## Begin

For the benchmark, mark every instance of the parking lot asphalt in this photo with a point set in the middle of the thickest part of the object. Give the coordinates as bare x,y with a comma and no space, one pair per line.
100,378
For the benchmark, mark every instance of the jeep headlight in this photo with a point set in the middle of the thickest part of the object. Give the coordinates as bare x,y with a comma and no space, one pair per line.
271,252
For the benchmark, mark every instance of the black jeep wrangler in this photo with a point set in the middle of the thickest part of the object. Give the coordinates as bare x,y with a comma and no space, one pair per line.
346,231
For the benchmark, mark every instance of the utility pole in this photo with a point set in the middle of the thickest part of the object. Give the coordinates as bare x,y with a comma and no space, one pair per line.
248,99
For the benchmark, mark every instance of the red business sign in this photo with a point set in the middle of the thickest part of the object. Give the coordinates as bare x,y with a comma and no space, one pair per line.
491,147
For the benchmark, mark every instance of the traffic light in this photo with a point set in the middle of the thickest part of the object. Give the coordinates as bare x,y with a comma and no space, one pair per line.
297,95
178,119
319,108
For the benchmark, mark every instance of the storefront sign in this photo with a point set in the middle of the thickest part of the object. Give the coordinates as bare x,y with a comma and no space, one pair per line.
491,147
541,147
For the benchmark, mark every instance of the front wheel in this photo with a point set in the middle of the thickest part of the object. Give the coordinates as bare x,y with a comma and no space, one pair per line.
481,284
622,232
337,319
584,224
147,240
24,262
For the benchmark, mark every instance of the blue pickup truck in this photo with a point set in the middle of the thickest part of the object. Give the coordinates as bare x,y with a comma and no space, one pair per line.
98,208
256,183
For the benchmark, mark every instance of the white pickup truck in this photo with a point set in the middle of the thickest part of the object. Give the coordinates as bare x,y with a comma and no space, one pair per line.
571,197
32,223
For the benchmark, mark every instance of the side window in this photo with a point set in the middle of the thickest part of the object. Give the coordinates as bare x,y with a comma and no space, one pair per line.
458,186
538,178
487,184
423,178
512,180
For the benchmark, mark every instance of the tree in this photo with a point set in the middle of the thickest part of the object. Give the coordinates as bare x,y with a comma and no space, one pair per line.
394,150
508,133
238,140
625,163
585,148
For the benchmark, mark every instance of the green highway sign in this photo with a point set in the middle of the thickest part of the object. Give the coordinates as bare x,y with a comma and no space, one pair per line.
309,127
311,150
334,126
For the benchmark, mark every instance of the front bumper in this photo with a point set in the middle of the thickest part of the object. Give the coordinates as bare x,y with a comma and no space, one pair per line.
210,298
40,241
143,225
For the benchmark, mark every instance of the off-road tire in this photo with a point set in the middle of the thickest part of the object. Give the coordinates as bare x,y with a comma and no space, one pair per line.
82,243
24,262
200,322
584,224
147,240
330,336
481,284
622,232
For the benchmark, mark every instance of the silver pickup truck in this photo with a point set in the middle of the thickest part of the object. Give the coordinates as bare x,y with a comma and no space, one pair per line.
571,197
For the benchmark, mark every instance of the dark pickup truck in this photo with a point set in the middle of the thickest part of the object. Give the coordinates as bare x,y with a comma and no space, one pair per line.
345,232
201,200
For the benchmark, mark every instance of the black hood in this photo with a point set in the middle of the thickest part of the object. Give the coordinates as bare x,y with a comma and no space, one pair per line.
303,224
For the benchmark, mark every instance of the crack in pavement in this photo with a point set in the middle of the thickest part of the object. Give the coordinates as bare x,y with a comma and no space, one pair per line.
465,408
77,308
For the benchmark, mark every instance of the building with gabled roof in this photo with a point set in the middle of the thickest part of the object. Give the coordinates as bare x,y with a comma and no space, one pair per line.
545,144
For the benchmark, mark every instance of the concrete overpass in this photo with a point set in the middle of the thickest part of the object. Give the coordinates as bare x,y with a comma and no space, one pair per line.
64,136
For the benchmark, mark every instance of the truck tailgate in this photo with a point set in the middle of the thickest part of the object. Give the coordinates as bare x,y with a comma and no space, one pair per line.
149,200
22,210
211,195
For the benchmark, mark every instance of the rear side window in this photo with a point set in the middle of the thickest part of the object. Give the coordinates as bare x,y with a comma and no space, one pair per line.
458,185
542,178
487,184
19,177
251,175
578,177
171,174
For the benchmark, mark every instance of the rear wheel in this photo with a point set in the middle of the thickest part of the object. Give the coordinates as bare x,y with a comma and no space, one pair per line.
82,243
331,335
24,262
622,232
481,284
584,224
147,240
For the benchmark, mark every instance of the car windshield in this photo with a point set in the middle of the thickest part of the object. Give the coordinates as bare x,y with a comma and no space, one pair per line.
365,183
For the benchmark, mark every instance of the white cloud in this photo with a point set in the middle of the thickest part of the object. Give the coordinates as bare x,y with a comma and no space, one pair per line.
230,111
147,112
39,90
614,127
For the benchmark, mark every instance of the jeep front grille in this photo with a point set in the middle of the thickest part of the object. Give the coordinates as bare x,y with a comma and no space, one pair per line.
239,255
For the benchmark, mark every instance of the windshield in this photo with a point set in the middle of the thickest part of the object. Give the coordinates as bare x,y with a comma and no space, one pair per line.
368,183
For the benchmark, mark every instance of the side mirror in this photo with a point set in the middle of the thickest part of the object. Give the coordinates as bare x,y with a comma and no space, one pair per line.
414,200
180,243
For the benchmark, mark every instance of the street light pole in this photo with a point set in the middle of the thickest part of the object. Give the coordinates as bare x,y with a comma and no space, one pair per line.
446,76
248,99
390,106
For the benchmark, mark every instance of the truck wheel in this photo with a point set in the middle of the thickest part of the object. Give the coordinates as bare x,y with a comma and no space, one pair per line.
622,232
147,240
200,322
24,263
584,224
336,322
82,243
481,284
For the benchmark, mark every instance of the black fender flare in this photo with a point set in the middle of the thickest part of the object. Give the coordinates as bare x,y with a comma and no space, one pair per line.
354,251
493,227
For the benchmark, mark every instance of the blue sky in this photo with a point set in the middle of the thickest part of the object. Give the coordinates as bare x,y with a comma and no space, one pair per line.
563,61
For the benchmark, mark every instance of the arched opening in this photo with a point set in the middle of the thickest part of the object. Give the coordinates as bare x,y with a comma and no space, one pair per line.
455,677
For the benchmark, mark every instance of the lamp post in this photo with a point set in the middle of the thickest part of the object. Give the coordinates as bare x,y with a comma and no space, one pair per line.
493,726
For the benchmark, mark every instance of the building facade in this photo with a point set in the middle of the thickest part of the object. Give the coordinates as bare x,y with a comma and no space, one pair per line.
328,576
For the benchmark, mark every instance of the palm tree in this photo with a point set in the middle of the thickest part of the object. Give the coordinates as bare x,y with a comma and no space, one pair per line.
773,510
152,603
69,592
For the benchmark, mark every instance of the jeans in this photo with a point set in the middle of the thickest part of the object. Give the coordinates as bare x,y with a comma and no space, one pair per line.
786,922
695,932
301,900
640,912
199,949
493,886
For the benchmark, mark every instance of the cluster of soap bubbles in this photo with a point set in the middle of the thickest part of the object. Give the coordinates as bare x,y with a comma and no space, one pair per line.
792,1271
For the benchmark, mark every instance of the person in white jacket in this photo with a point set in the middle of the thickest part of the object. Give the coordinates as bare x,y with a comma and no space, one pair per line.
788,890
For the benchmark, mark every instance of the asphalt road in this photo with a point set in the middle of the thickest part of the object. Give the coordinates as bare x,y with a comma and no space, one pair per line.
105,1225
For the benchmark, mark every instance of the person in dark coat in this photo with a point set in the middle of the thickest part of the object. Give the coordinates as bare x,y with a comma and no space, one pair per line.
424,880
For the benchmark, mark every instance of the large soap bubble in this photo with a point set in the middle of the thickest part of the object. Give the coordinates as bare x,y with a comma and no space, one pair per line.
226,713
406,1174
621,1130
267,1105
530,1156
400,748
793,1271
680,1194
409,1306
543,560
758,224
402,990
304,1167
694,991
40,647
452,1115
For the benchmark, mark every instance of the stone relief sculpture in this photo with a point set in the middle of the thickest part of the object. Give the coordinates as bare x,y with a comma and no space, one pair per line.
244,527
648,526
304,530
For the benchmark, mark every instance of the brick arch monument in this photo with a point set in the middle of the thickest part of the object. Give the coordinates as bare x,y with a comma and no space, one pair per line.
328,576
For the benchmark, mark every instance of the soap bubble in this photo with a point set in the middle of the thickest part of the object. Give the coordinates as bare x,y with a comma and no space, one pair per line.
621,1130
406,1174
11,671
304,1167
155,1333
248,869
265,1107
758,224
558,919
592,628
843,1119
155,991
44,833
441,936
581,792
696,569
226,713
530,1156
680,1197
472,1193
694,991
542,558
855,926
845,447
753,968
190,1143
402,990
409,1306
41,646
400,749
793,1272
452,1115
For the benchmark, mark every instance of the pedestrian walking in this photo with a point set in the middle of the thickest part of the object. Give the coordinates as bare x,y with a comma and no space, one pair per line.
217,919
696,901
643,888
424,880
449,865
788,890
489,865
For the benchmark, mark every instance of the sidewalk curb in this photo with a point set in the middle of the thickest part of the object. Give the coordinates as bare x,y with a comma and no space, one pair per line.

## End

§ What the task requires: Write out exactly the final stretch of the records: the line containing "For the benchmark, mark every instance of the brick" and every line after it, through the last, and nothing else.

§ Response below:
For the benchmark, mark every instance of the brick arch monument in this photo with a point set in the middle of the thickest part of the object. Give the coordinates as bare x,y with a comma and no space, one pair per line.
328,576
For the benchmark, mark every instance of the soap bubble in this photo with a point set in the middle of the thickest part of the object. Give the coordinates as bare x,y with a comma and no space, one pair per line.
621,1130
406,1174
11,671
304,1167
155,1333
248,869
265,1107
758,224
558,919
592,628
843,1119
155,991
44,833
441,936
581,792
696,569
226,713
530,1156
680,1197
472,1193
694,991
542,558
855,926
845,447
753,968
190,1143
402,990
409,1306
41,646
400,749
793,1272
452,1115
For the benchmark, mark every instance of the pedestrian walking in this photo with a point set in the middle of the thickest part of the object. Give the coordinates as bare x,y with a comma and no space, one pair per line.
217,919
696,901
643,888
424,880
449,865
788,890
489,865
For the benchmark, mark every instance of the sidewalk curb in this photo with a point set in the middle of the thickest part of the object. Give the coordinates as bare x,y with a comma and no space, one pair per line.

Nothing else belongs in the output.